━━ Extrait du texte
Of Mice & Men - Echo

Etats-Unis
Auto-production 3 Décembre 2021
Une fois n’est pas coutume, je vais passer l’historique d’Of Mice & Men. Le groupe a subi nombre d’arrivées et départs, au point où on peut les applaudir d’avoir tenu le choc depuis 2009. Par contre, ce qu’on peut dire c’est que les gars ont su construire une vraie identité à un groupe qui, au départ, se noyait un peu dans la vibe emo / metalcore des années 2000. Pour autant, je me revois écouter « Second & Sebring » en boucle durant mon adolescence… Of Mice & Men a toujours été dans le paysage, mais j’ai la sensation que ces dernières années, le groupe s’est véritablement imposé comme un nom qui sort du lot. Prenons l’exemple de « Mushroom Cloud » qui est une vraie pépite de violence !
Parlons un peu d’Echo. Si tout va bien, nous serons bientôt en mesure de clôturer la série des sorties du confinement, mais pas aujourd’hui, car cet album est la compilation de trois EPs sortis durant la pandémie, Timeless (février 2021), Bloom (mai 2021) et Ad Infinitum (décembre 2021). Entendez donc, enregistrement chacun chez soi et aucune chance de défendre les sorties en live. L’album a été entièrement mixé et masterisé par Aaron Pauley, et produit par le groupe lui-même. Du bon fait-maison quoi !
Echo démarre par une jolie montée en tension comme je les aime. On le sent arriver ce riff qui va coller une droite sur tes petites pommettes. On le voit presque venir, comme le train, au loin, tu vois le phare qui se dessine, et plus il s’approche plus tu prends l’ampleur de sa vitesse et de sa puissance, « Timeless » te rentre dedans sans pitié. L’amorce est frappante, mélange de basses puissantes, d’une mélodie de guitare qui annonce à la perfection la teneur d’Echo, et un scream bien senti avant l’arrivée du refrain en voix claire. Attention, place à la minute paroles. Comme tout morceau, je pense qu’on peut y mettre son interprétation. Et la première chose que j’y lis, c’est un espèce de mélange des sensations de la déréalisation, qu’elle soit bien réelle ou imagée comme on pourrait la vivre après un évènement traumatisant. La tournure prise par Of Mice & Men pour évoquer ces maux est tout simplement flagrante de bon sens et vous touchera forcément si vous êtes déjà passés par là.
━━━━
◆ Travail à faire:
Recopiez fidèlement le passage de la chronique sur l'album Echo qui va de « Of Mice & Men - Echo » à « de violence ! », ces deux bornes comprises.
━━ Extrait de données
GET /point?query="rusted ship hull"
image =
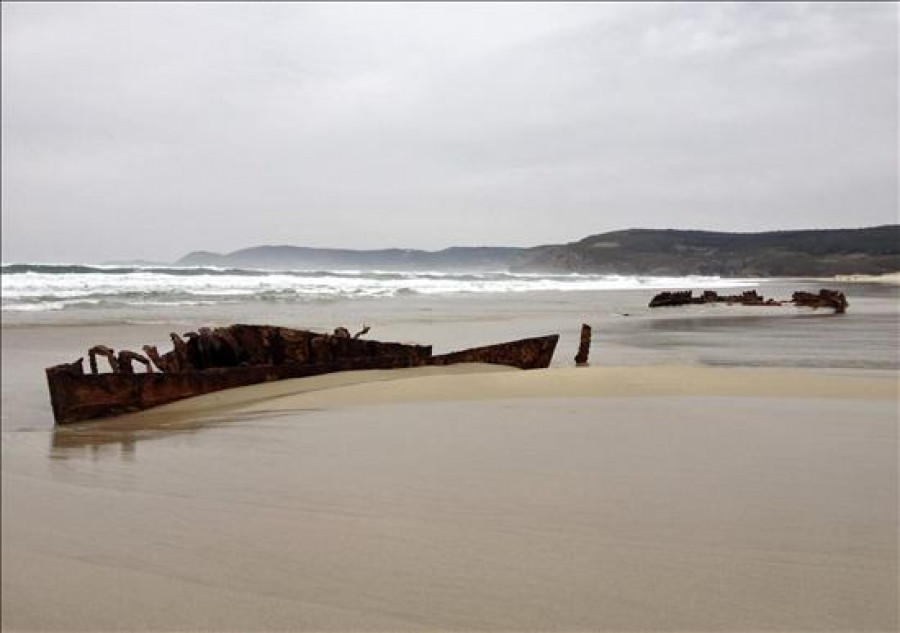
━━━━
◆ Solution ci-dessous:
Of Mice & Men - Echo

Etats-Unis
Auto-production 3 Décembre 2021
Une fois n’est pas coutume, je vais passer l’historique d’Of Mice & Men. Le groupe a subi nombre d’arrivées et départs, au point où on peut les applaudir d’avoir tenu le choc depuis 2009. Par contre, ce qu’on peut dire c’est que les gars ont su construire une vraie identité à un groupe qui, au départ, se noyait un peu dans la vibe emo / metalcore des années 2000. Pour autant, je me revois écouter « Second & Sebring » en boucle durant mon adolescence… Of Mice & Men a toujours été dans le paysage, mais j’ai la sensation que ces dernières années, le groupe s’est véritablement imposé comme un nom qui sort du lot. Prenons l’exemple de « Mushroom Cloud » qui est une vraie pépite de violence !